- [Quoted passage]
[Start of Attachment]

Daphne Caruana Galizia Thursday, 18 July 2013, 08:12 Last update: about 11 years ago

I had a brief moment back there when I thought it might be a good idea to ring round Malta’s newspaper columnists and suggest banding together. We could release a statement against the violation of human rights by a government determined to use human beings as pawns in an attention-getting exercise. But then I realised that it wasn’t really necessary, because if there is anybody who is perfectly positioned to say in public exactly what he or she thinks, it’s a newspaper columnist.

And sure enough, within a few days every newspaper columnist who writes about current affairs had had his or her say on the matter, and all were united in saying – regardless of their political views before the general election - that this is despicable behaviour. The single, exception is Kenneth Zammit Tabona in the Times of Malta, who filled the air with praise of a prime minister who “took the bull by the horns” and who he described as having “brains, guts and staying-power”.

He may not have been out on a limb with many of his readers, but he certainly was with those who do a similar job. There is nothing wrong with being out on a limb, of course (I often am) and the popularity of an opinion does not mean it is right. And in this case, it is not so much opinion as facts which come into play. If the prime minister’s plans are factually classified as human rights violations in terms of a European Court of Human Rights judgement last year, then it is foolish and pointless to say that you have an opinion that runs contrary to that ruling, that the ECHR might think it a violation but you don’t.

It is the ECHR which rules on what constitutes a human rights violation, and not a newspaper columnist. Now if Kenneth Zammit Tabona meant that he knows those actions constitute a human rights violation, and still he agrees with them, then that is another matter. It is, however, not the sort of opinion you would expect a self-professed liberal to hold. There couldn’t have been a greater contrast than there was with Mark Anthony Falzon’s column in The Sunday Times, under the title ‘Wake up and smell the blood’.

[End of Attachment]

- [Work task 1] Transcribe the part of the column about Malta's newspaper columnists starting at "He may not have" and ending at "but you don’t.".
- [Work task 2] In the column about Malta's newspaper columnists, what was the title of Mark Anthony Falzon's column in The Sunday Times?
- [Work task 3] Write the next part of the column about Malta's newspaper columnists, starting after its last sentence.

- [Input data]
[Start of Attachment]

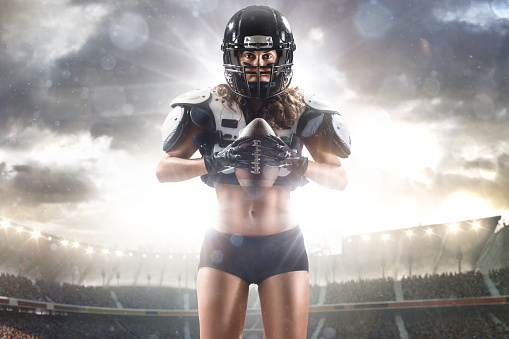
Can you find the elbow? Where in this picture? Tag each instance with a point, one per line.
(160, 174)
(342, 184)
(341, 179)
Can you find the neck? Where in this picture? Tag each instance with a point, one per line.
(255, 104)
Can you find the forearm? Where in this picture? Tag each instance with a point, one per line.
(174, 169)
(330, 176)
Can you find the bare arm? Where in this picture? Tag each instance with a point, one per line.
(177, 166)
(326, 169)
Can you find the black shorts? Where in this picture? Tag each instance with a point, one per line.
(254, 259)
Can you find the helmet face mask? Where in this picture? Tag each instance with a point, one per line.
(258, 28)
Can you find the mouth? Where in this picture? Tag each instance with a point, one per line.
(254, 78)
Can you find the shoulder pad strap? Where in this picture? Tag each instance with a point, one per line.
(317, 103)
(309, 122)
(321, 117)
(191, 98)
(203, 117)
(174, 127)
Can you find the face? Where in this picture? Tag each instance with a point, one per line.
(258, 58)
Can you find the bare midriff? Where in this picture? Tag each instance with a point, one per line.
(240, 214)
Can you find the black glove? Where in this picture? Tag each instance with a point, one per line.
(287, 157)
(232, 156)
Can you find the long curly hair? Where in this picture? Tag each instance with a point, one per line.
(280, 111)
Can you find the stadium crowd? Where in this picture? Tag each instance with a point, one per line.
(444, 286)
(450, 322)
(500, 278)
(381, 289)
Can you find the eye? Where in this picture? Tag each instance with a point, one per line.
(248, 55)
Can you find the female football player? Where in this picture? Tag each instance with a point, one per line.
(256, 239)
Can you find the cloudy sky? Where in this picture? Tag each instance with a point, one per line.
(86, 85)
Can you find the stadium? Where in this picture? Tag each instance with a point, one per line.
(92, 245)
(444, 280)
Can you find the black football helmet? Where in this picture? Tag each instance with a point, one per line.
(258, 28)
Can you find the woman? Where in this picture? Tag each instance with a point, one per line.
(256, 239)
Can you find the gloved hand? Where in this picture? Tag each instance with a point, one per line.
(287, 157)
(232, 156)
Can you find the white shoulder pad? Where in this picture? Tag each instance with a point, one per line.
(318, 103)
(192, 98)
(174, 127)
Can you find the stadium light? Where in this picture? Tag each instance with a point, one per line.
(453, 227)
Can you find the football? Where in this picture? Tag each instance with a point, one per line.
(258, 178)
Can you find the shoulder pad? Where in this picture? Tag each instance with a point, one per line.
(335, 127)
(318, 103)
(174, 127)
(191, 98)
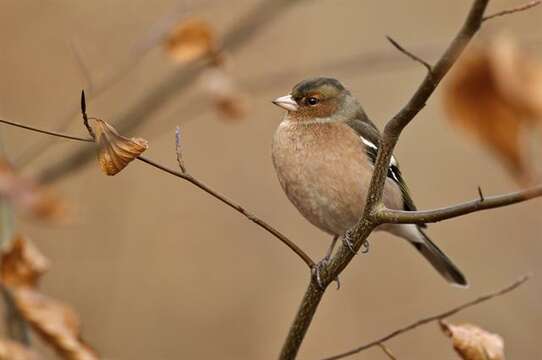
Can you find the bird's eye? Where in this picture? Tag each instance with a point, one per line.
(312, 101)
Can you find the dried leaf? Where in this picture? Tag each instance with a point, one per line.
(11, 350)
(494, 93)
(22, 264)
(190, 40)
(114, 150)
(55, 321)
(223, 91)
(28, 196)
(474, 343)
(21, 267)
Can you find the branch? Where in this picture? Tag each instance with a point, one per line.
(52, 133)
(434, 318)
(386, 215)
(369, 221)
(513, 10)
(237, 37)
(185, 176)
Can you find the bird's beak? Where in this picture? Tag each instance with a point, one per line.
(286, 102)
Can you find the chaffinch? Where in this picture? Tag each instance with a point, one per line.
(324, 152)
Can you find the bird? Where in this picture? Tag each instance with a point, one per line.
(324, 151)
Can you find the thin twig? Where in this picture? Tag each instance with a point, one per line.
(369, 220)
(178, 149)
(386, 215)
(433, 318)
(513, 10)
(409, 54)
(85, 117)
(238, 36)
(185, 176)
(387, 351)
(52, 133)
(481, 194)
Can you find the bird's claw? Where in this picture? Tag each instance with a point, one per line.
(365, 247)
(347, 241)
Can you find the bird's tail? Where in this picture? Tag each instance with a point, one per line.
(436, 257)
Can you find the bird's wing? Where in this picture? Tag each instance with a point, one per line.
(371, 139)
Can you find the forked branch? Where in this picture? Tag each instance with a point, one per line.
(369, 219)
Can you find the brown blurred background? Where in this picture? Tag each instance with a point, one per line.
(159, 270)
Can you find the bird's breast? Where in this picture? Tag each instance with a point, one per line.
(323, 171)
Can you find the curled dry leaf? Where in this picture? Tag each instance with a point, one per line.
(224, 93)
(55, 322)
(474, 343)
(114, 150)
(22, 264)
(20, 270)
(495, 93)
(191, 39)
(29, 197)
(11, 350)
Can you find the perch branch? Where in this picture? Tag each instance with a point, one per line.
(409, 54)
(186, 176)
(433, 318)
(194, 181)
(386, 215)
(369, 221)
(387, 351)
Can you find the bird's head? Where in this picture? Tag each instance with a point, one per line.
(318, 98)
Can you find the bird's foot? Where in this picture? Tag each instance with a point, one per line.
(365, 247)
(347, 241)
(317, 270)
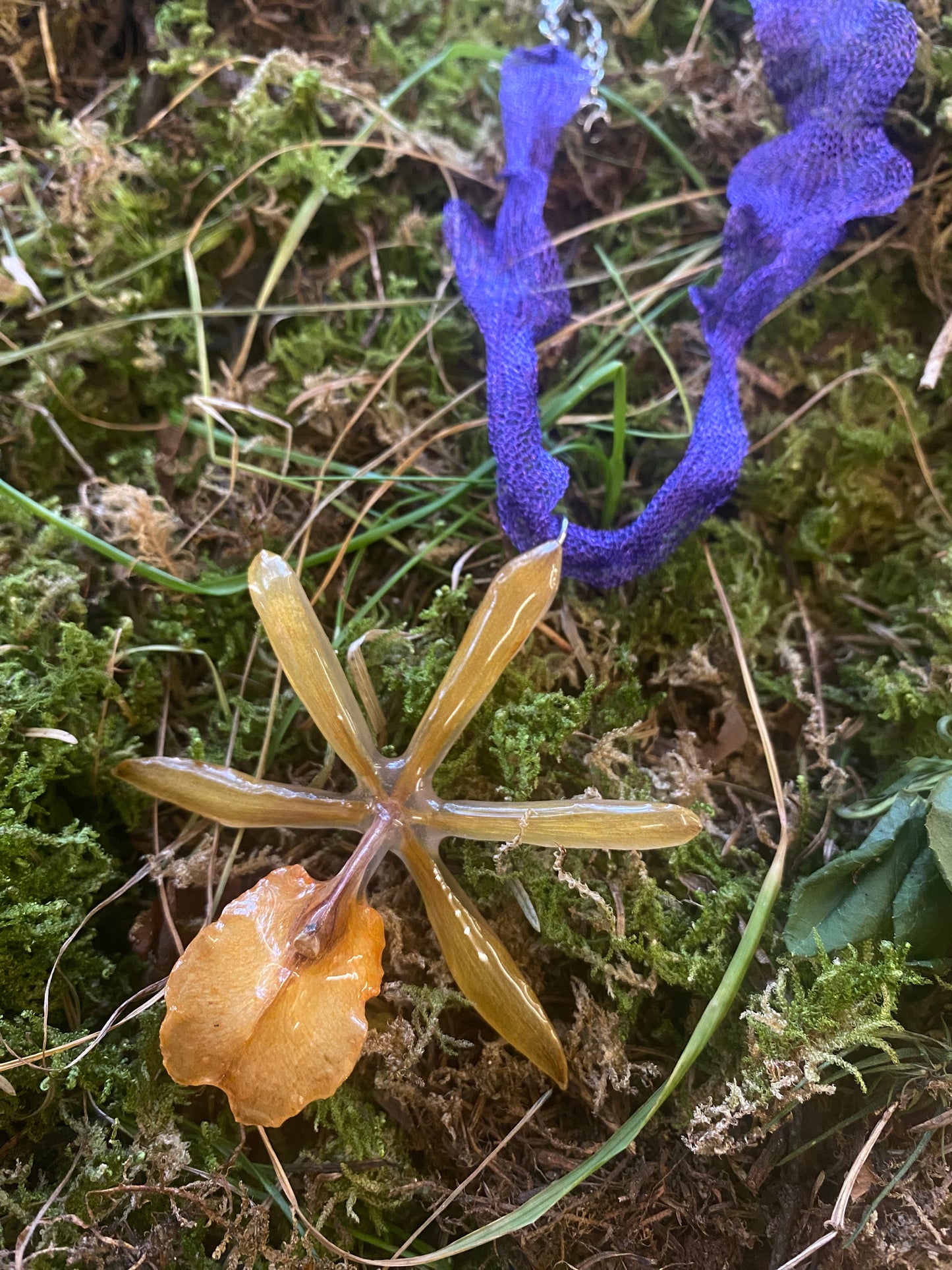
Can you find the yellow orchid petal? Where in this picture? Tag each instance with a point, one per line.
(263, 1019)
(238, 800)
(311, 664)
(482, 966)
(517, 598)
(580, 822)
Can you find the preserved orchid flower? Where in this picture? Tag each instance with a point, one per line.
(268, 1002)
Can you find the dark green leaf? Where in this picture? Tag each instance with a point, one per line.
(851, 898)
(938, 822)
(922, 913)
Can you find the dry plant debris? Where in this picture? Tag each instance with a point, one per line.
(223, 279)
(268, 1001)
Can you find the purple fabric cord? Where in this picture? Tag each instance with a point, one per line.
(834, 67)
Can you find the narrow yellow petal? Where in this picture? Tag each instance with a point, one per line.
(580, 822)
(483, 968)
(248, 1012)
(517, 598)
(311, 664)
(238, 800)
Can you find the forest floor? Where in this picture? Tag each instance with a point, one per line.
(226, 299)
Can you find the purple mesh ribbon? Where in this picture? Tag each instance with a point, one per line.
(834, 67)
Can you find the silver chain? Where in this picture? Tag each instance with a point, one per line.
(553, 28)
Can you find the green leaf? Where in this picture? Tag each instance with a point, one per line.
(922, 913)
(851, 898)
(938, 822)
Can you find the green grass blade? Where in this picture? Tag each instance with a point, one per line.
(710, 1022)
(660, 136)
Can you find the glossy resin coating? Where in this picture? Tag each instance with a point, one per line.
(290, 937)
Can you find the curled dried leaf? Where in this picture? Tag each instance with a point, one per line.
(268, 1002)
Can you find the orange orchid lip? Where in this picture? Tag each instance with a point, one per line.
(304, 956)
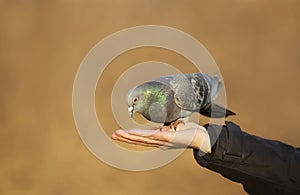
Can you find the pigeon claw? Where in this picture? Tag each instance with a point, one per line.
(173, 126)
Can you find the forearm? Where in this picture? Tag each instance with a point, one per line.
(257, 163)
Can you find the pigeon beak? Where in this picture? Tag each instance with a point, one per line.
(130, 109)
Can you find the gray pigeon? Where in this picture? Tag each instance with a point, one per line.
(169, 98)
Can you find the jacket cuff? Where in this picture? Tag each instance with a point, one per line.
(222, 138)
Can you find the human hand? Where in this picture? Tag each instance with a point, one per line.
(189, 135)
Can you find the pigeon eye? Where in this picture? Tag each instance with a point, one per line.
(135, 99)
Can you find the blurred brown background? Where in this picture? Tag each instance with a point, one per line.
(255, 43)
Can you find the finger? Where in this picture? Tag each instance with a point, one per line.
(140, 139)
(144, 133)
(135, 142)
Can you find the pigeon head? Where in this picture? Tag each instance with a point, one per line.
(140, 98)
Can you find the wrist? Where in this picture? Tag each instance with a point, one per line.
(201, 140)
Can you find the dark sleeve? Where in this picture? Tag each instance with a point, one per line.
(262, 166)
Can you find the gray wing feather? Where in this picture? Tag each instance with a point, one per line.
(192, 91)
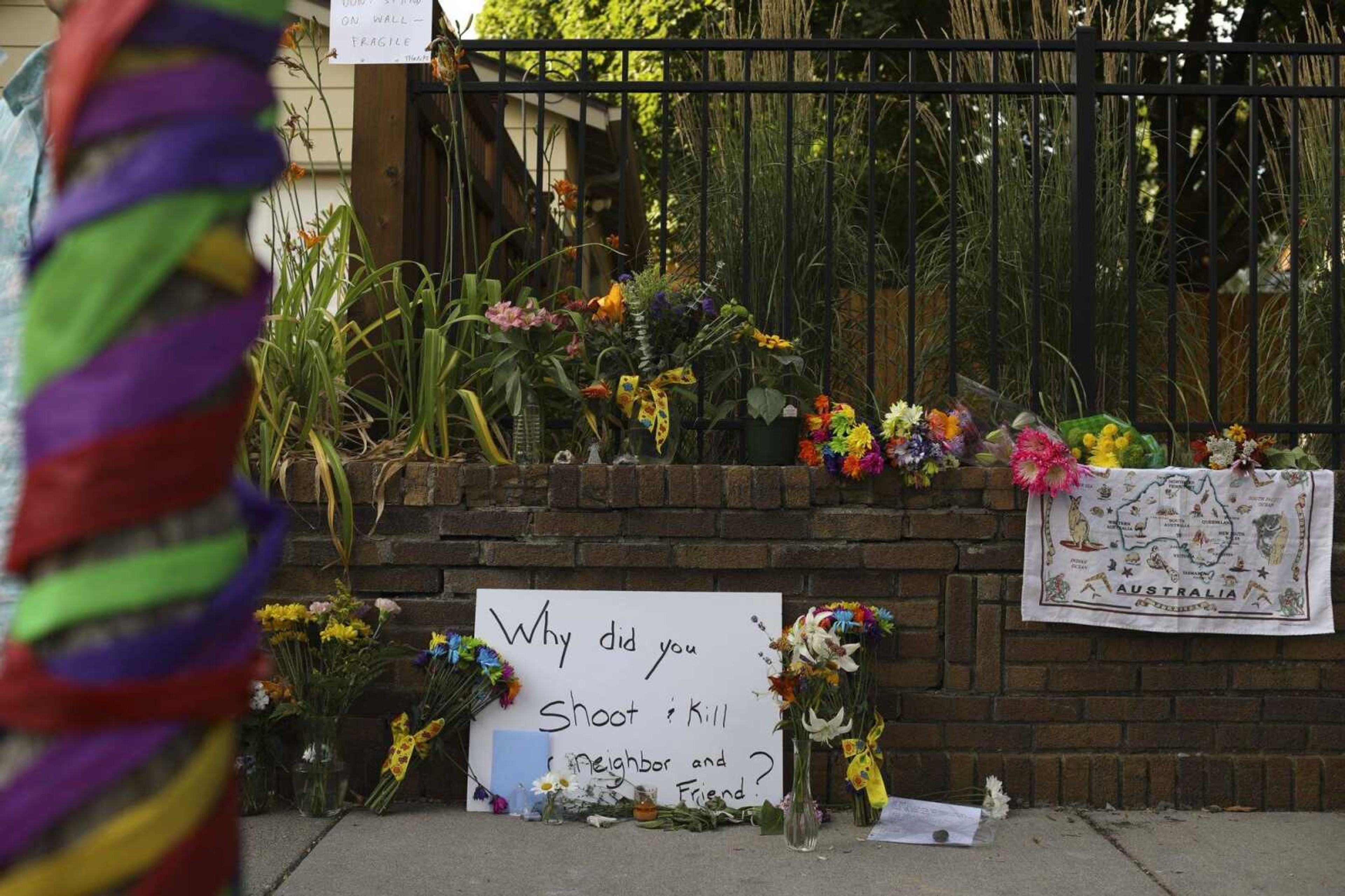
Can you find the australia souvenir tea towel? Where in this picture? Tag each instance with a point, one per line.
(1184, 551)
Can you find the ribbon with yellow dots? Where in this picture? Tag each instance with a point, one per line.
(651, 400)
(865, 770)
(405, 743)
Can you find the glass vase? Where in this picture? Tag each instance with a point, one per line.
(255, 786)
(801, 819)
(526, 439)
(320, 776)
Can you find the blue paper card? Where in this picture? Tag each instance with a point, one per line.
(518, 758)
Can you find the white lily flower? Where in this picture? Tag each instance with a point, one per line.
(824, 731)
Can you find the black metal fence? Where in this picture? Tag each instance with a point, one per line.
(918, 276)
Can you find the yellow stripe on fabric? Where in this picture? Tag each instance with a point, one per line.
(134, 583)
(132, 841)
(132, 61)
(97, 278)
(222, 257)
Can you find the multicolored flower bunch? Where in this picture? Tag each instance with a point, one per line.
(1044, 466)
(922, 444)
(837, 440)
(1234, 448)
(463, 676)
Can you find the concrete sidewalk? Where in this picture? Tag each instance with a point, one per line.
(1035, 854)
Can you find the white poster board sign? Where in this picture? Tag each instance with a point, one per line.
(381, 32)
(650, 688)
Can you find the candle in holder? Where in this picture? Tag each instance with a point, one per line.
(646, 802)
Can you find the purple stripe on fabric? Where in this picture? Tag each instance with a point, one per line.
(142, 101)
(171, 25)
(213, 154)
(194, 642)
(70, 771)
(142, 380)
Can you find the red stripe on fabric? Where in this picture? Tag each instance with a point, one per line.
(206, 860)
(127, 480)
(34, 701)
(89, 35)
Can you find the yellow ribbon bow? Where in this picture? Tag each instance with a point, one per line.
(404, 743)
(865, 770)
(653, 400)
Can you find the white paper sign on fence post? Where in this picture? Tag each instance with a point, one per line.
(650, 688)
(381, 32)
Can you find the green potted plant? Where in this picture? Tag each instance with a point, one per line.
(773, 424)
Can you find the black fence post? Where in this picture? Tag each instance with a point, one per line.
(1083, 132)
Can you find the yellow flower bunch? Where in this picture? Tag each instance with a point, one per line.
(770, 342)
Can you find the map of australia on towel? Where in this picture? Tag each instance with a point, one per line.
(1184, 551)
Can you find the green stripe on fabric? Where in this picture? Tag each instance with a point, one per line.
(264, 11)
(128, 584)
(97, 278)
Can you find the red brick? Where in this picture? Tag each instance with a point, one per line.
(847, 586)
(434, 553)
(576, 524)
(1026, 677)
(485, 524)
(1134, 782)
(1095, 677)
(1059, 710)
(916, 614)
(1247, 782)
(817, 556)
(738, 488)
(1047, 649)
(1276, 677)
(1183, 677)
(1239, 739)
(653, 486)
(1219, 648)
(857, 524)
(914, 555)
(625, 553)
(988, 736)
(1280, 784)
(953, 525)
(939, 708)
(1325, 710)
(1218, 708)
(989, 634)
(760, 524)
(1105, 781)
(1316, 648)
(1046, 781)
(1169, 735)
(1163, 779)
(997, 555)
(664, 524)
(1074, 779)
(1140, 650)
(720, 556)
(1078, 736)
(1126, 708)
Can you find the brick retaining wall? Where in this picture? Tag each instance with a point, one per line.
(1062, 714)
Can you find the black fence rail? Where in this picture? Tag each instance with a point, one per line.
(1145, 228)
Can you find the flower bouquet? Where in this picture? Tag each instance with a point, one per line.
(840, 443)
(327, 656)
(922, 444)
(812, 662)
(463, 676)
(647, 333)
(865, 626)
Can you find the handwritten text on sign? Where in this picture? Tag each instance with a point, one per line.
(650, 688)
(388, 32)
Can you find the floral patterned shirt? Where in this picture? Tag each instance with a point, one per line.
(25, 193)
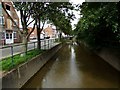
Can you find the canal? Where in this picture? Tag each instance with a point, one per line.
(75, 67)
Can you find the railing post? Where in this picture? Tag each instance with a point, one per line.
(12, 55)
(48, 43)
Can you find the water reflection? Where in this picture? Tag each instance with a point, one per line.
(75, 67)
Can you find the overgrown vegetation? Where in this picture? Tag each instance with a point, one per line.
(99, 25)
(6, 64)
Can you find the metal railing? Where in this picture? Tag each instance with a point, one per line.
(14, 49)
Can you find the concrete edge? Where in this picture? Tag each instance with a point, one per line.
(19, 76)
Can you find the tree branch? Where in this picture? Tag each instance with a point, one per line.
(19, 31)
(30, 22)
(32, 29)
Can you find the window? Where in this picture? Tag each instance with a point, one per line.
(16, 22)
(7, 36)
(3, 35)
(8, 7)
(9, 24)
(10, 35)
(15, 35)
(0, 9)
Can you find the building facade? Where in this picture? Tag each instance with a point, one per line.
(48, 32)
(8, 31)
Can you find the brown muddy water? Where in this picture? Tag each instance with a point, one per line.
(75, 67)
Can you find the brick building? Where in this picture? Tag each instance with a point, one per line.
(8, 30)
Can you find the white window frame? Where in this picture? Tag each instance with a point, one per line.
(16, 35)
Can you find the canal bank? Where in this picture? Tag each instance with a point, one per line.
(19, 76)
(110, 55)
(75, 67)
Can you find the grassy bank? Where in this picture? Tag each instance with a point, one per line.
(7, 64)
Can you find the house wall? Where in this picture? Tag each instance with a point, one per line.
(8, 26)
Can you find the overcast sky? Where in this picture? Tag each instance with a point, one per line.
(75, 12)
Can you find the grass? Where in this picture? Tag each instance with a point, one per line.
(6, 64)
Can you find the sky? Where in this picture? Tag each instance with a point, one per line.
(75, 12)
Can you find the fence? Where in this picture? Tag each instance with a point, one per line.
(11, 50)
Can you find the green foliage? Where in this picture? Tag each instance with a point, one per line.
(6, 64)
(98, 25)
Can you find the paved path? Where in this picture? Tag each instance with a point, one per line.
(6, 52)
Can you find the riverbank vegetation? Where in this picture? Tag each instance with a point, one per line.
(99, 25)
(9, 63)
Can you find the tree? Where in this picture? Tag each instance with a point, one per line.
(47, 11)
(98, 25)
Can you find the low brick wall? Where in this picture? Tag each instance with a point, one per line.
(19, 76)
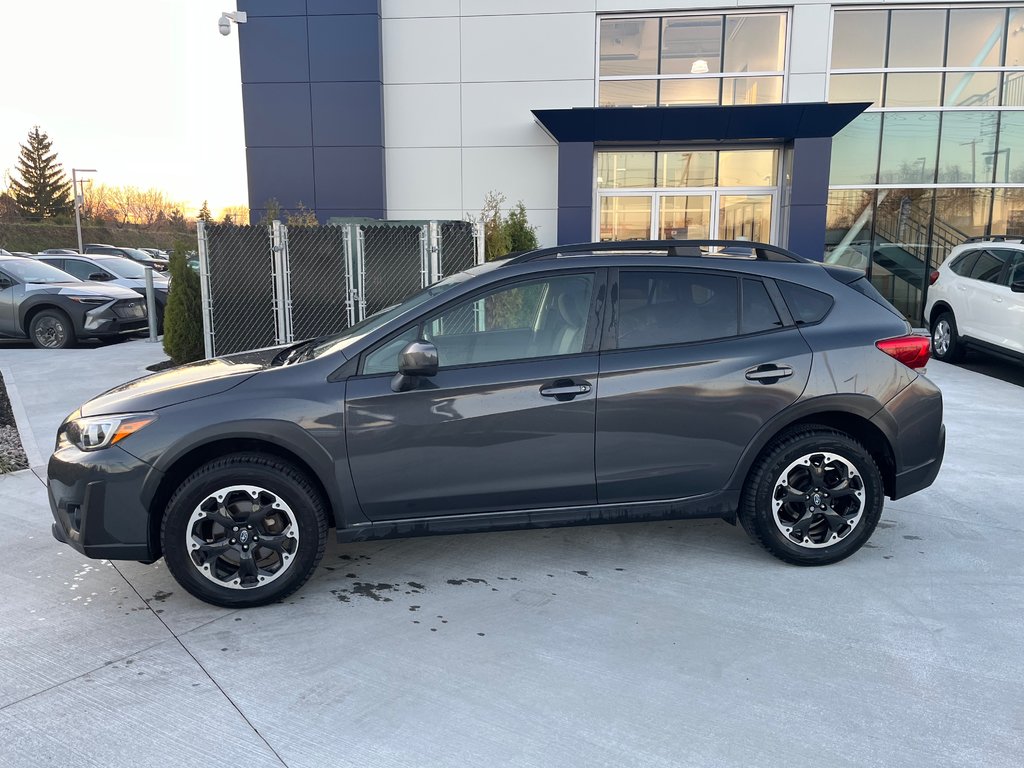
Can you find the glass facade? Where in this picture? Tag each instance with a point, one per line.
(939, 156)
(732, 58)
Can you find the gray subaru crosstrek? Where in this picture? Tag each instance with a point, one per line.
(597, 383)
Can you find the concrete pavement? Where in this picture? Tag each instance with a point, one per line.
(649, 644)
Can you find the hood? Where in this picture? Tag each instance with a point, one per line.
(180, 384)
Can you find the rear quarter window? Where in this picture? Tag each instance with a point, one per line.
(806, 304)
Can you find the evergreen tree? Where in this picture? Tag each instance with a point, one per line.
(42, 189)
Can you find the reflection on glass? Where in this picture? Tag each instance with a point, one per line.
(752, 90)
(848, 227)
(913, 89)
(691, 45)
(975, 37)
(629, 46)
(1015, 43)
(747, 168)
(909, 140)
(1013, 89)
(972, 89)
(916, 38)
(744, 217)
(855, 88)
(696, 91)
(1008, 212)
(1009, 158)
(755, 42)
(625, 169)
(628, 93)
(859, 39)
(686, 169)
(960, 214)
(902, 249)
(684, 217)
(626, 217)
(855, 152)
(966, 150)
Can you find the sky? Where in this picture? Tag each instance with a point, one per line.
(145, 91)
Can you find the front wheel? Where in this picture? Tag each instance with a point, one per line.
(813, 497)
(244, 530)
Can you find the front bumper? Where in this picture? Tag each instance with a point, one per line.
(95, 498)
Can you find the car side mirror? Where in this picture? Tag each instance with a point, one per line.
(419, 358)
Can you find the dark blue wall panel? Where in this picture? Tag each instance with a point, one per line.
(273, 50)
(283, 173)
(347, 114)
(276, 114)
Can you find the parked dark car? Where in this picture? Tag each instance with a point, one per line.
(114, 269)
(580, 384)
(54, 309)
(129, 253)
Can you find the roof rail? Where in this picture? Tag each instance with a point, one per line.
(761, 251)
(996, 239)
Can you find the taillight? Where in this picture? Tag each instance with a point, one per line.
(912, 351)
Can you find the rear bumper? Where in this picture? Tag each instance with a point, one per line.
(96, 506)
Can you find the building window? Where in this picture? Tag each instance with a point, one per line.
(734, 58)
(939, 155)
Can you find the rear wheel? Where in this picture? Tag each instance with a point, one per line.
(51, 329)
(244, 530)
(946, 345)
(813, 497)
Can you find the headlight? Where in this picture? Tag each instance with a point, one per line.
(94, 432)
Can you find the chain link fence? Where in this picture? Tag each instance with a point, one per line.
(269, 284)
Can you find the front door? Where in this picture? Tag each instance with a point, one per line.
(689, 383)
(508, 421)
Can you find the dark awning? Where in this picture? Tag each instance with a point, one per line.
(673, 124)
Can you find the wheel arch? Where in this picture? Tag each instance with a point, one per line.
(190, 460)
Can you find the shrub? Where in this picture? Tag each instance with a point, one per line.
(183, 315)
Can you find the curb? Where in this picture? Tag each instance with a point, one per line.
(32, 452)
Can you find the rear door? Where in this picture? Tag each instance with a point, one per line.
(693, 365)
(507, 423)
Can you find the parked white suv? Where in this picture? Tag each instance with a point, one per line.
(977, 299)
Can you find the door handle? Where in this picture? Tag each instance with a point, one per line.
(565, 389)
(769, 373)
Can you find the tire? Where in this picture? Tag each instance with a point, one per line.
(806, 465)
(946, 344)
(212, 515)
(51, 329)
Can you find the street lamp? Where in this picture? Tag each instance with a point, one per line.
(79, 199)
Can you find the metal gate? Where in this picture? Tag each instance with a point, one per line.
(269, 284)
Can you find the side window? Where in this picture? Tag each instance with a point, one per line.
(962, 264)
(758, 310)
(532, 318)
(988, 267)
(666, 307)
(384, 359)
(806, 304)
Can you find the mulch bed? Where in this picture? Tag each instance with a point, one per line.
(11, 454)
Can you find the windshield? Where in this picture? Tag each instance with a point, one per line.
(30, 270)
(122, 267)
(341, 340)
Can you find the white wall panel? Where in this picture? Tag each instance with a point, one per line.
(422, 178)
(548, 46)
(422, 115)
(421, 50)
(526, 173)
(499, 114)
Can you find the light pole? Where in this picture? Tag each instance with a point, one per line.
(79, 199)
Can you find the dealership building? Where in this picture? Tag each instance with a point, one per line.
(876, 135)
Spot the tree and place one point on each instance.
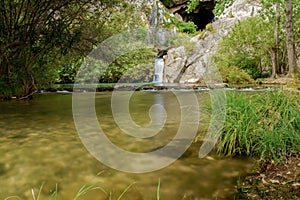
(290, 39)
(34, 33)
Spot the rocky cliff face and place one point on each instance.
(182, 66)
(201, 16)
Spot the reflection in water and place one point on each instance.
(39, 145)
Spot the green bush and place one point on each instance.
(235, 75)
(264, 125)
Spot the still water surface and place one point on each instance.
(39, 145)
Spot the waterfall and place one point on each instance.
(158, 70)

[End of Attachment]

- [Answer space 1]
He may not have been out on a limb with many of his readers, but he certainly was with those who do a similar job. There is nothing wrong with being out on a limb, of course (I often am) and the popularity of an opinion does not mean it is right. And in this case, it is not so much opinion as facts which come into play. If the prime minister’s plans are factually classified as human rights violations in terms of a European Court of Human Rights judgement last year, then it is foolish and pointless to say that you have an opinion that runs contrary to that ruling, that the ECHR might think it a violation but you don’t.

- [Answer space 2] 'Wake up and smell the blood'

- [Answer space 3]
What seemed to trigger the revulsion among many of the columnists I read was the very point that didn’t register at all: the selection only of “able-bodied males” for deportation, presumably on the basis that they are fit enough to withstand torture and ill-treatment, while the women and children – their families – were to be kept behind in Maltese detention centres. The ECHR judgement of last year made no reference to anything like this, because it was not a factor in the suit, but we know at a very deep human level that this is a gross violation, that it is appalling. We shouldn’t need to be told why. And it pushes all the wrong buttons in European collective memory.

 

So now, qualifications are subjective

The foreign minister was quizzed about the selection of Labour Party employees for ambassadorial posts. He said he sees nothing wrong with this. Even Obama does it, he said, ignoring the barrage of pungent criticism the US president has faced.

And when he was asked whether these Labour Party employees are qualified to serve as ambassadors, the Foreign Minister replied: “qualifications are subjective and one needs to see their work at the end of their mandate in order to judge their performance.” Ah, but by then it would be way too late, wouldn’t it.

I imagine that the Foreign Minister would feel himself justified in saying that. Many would say that, as a general practitioner in medicine, he is not quite qualified to serve as Malta’s foreign minister. But let’s look at what might happen were somebody not qualified in medicine to start treating patients on the basis that qualifications are subjective. “Ooops, sorry, but I didn’t mean to inject you with caustic soda. I picked up the wrong phial.”

The world is getting more complicated, and while there are some cases in which a non-career diplomat might be a better choice than a career diplomat, I think we really should start out from the point where this is the exception and not the default position, with ambassadorial posts being seen as the spoils of war for party lackeys and fund-raisers and now, even party employees.